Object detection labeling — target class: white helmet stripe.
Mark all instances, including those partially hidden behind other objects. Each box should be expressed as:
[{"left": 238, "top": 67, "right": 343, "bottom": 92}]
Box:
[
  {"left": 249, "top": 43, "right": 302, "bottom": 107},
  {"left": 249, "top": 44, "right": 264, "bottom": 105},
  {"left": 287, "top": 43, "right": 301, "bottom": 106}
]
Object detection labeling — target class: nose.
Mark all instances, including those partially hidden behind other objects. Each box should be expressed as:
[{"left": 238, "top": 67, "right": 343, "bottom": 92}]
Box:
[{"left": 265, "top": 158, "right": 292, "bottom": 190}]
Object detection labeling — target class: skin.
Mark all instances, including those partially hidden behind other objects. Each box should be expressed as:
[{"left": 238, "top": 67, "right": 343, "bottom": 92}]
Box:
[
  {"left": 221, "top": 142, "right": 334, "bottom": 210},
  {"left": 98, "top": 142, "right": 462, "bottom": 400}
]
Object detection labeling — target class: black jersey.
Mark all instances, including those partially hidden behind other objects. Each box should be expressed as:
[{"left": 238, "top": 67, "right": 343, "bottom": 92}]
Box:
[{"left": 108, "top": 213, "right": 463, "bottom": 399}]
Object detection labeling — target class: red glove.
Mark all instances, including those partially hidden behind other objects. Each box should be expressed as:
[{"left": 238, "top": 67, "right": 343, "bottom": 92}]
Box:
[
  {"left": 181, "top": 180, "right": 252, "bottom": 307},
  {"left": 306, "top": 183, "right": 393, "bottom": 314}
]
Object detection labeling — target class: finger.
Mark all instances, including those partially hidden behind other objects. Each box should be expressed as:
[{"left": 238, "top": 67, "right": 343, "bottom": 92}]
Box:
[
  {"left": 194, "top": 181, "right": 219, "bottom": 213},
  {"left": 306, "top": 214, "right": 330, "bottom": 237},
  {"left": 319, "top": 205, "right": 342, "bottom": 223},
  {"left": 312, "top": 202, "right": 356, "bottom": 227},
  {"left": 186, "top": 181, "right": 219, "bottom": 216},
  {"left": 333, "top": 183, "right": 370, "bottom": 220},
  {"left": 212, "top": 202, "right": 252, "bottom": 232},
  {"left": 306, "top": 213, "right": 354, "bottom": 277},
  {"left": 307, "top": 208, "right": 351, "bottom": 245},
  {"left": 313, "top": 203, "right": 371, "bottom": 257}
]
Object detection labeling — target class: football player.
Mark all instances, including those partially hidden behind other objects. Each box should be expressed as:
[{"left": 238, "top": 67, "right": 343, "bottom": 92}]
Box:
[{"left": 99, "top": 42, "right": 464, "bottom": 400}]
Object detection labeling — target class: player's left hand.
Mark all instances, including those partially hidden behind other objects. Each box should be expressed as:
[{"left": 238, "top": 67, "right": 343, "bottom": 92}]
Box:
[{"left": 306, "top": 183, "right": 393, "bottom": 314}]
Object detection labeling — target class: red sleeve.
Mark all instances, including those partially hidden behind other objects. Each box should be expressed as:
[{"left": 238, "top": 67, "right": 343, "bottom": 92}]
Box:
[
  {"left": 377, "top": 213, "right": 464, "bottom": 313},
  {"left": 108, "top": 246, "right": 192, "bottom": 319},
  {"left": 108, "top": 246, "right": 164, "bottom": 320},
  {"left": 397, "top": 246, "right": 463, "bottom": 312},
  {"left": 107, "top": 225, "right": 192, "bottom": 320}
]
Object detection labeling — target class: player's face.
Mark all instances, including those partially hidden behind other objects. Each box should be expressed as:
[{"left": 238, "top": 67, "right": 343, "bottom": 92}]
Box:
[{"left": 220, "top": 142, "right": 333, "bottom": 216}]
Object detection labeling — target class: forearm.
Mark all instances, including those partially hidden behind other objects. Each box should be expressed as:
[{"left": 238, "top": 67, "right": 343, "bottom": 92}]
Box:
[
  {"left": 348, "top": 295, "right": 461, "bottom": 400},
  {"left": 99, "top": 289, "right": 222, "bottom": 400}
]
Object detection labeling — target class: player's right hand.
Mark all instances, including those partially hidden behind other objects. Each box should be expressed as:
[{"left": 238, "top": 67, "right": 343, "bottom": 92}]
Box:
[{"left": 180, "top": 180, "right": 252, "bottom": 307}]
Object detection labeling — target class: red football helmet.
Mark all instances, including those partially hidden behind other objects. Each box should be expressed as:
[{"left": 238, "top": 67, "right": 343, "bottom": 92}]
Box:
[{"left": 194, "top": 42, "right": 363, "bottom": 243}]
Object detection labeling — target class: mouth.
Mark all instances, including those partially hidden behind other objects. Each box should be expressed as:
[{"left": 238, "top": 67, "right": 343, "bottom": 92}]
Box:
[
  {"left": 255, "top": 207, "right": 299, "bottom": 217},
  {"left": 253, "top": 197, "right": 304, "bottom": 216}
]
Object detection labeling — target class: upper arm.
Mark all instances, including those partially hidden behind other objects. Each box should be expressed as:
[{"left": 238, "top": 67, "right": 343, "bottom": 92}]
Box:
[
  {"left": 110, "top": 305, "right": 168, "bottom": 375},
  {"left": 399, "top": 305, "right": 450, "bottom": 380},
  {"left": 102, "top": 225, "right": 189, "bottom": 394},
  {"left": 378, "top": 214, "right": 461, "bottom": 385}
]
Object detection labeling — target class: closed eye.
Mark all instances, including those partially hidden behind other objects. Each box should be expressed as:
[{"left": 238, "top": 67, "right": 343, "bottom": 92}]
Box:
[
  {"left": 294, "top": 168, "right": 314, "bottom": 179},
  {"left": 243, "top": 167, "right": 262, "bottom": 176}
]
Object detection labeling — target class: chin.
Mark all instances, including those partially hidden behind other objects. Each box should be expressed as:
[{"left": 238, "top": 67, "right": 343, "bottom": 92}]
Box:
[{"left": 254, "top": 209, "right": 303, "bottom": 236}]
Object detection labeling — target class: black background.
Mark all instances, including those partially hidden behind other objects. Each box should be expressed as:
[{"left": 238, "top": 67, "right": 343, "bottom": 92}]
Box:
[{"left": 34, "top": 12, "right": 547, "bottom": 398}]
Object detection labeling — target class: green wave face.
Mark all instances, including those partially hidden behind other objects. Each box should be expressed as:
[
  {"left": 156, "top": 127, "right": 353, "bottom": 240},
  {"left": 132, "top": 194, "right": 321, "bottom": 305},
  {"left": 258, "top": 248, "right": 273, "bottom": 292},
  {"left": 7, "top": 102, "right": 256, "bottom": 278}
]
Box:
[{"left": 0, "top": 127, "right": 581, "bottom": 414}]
•••
Every entry, from the first line to the last, should be retyped exactly.

### RESPONSE TO THE TASK
Object detection labeling — target class: white helmet stripe.
Mark all instances, including those partially hidden behind other objects. Each box should be expressed as:
[{"left": 238, "top": 67, "right": 343, "bottom": 92}]
Box:
[
  {"left": 249, "top": 43, "right": 302, "bottom": 107},
  {"left": 249, "top": 44, "right": 264, "bottom": 105},
  {"left": 287, "top": 43, "right": 301, "bottom": 106}
]
Object detection labeling — target class: nose.
Mark all instances, including those partially hidden behind other objects. Each box should be expressed as:
[{"left": 238, "top": 67, "right": 343, "bottom": 92}]
Box:
[{"left": 265, "top": 158, "right": 292, "bottom": 190}]
Object detection labeling — target class: skin.
Mark all instances, including those partially hidden behind other objects. Each box should be expressed as:
[{"left": 238, "top": 67, "right": 343, "bottom": 92}]
Box:
[
  {"left": 221, "top": 142, "right": 334, "bottom": 210},
  {"left": 98, "top": 142, "right": 462, "bottom": 400}
]
Object detection labeling — target class: black jersey.
Mark all instances, including those partially hidden behind other objects. Each box should be expressed as:
[{"left": 238, "top": 67, "right": 343, "bottom": 92}]
Box:
[{"left": 108, "top": 213, "right": 463, "bottom": 399}]
Object detection labeling — target class: red glove.
Mark all instances, including those partially hidden behind other objects. Each box should be expressed as:
[{"left": 238, "top": 67, "right": 343, "bottom": 92}]
Box:
[
  {"left": 181, "top": 180, "right": 252, "bottom": 307},
  {"left": 306, "top": 183, "right": 393, "bottom": 314}
]
Object detection labeling — target class: finger.
Mark all instances, including those partially hidden behind other objects. Each box should be expressed as:
[{"left": 238, "top": 67, "right": 343, "bottom": 92}]
Box:
[
  {"left": 194, "top": 181, "right": 219, "bottom": 213},
  {"left": 306, "top": 214, "right": 330, "bottom": 237},
  {"left": 319, "top": 205, "right": 342, "bottom": 223},
  {"left": 312, "top": 202, "right": 356, "bottom": 227},
  {"left": 186, "top": 181, "right": 219, "bottom": 216},
  {"left": 333, "top": 183, "right": 370, "bottom": 220},
  {"left": 212, "top": 202, "right": 252, "bottom": 232},
  {"left": 306, "top": 213, "right": 354, "bottom": 277},
  {"left": 307, "top": 208, "right": 351, "bottom": 245},
  {"left": 313, "top": 203, "right": 371, "bottom": 257}
]
Object detection labeling — target class: football player.
Mark all instances, including those partially hidden behind other objects. Each box should be expressed as:
[{"left": 238, "top": 67, "right": 343, "bottom": 92}]
Box:
[{"left": 99, "top": 42, "right": 464, "bottom": 400}]
Object detection labeling — target class: player's left hand.
Mark all instances, including those partially hidden behind other objects. Each box should be expressed as:
[{"left": 238, "top": 67, "right": 343, "bottom": 92}]
Box:
[{"left": 306, "top": 183, "right": 393, "bottom": 314}]
Object detection labeling — target class: red sleeve.
Mark all instances, including those partially hidden behind other objects. Each box should be expressed as:
[{"left": 238, "top": 67, "right": 343, "bottom": 92}]
Box:
[
  {"left": 377, "top": 213, "right": 464, "bottom": 313},
  {"left": 108, "top": 246, "right": 192, "bottom": 319},
  {"left": 108, "top": 246, "right": 164, "bottom": 320},
  {"left": 397, "top": 246, "right": 463, "bottom": 312},
  {"left": 107, "top": 225, "right": 192, "bottom": 320}
]
Object detection labeling — target class: player's face.
Mark all instances, including those partially hidden behind other objects. Each box should be expressed as:
[{"left": 238, "top": 67, "right": 343, "bottom": 92}]
Box:
[{"left": 220, "top": 142, "right": 333, "bottom": 216}]
Object detection labeling — target class: forearm.
Mark all instances, including those partially hidden behind other objects. Each box should be expressed as:
[{"left": 238, "top": 67, "right": 343, "bottom": 92}]
Box:
[
  {"left": 348, "top": 295, "right": 461, "bottom": 400},
  {"left": 99, "top": 289, "right": 222, "bottom": 400}
]
Object detection labeling — target class: player's right hand.
Mark all instances, including those partially hidden behind other objects. Each box should be expressed as:
[{"left": 238, "top": 67, "right": 343, "bottom": 92}]
Box:
[{"left": 180, "top": 180, "right": 252, "bottom": 307}]
Object detection labeling — target class: red football helmet.
Mark all instances, including those partially hidden behind other objects. Each box should be expressed as:
[{"left": 238, "top": 67, "right": 343, "bottom": 92}]
Box:
[{"left": 194, "top": 42, "right": 363, "bottom": 243}]
Object detection labeling — target class: mouth.
Mark all instances, including those partially hidden behind other objects. Each box should be expressed as:
[{"left": 238, "top": 67, "right": 343, "bottom": 92}]
Box:
[
  {"left": 255, "top": 207, "right": 299, "bottom": 217},
  {"left": 253, "top": 197, "right": 304, "bottom": 216}
]
Object detection labeling — target class: upper arm.
Mark all instances, including those partially hidden behind other objects. Each box should be expressed as:
[{"left": 238, "top": 67, "right": 343, "bottom": 92}]
Box:
[
  {"left": 110, "top": 305, "right": 168, "bottom": 375},
  {"left": 399, "top": 305, "right": 450, "bottom": 380},
  {"left": 102, "top": 225, "right": 189, "bottom": 394},
  {"left": 378, "top": 214, "right": 461, "bottom": 385}
]
Object detection labeling — target class: closed eye.
Mark all instances, including those partially hidden behind other objects. Each box should be expressed as:
[{"left": 238, "top": 67, "right": 343, "bottom": 92}]
Box:
[
  {"left": 294, "top": 168, "right": 314, "bottom": 179},
  {"left": 243, "top": 167, "right": 262, "bottom": 176}
]
Object detection labeling — target class: chin.
Mark all instances, including those partially hidden behind other objects. Each box should be expressed as:
[{"left": 238, "top": 67, "right": 343, "bottom": 92}]
Box:
[{"left": 254, "top": 209, "right": 303, "bottom": 236}]
Object detection labeling — target class: black background.
Mark all instances, including those partially hidden behind other objects. Each box should be expressed as:
[{"left": 238, "top": 67, "right": 343, "bottom": 92}]
Box:
[{"left": 34, "top": 12, "right": 547, "bottom": 398}]
Object detection labeling — target class: green wave face.
Mark all instances, including those partially hidden behind other objects. Each box should be expressed as:
[
  {"left": 156, "top": 127, "right": 353, "bottom": 240},
  {"left": 132, "top": 194, "right": 321, "bottom": 305},
  {"left": 258, "top": 248, "right": 273, "bottom": 292},
  {"left": 7, "top": 102, "right": 256, "bottom": 278}
]
Box:
[{"left": 0, "top": 127, "right": 581, "bottom": 414}]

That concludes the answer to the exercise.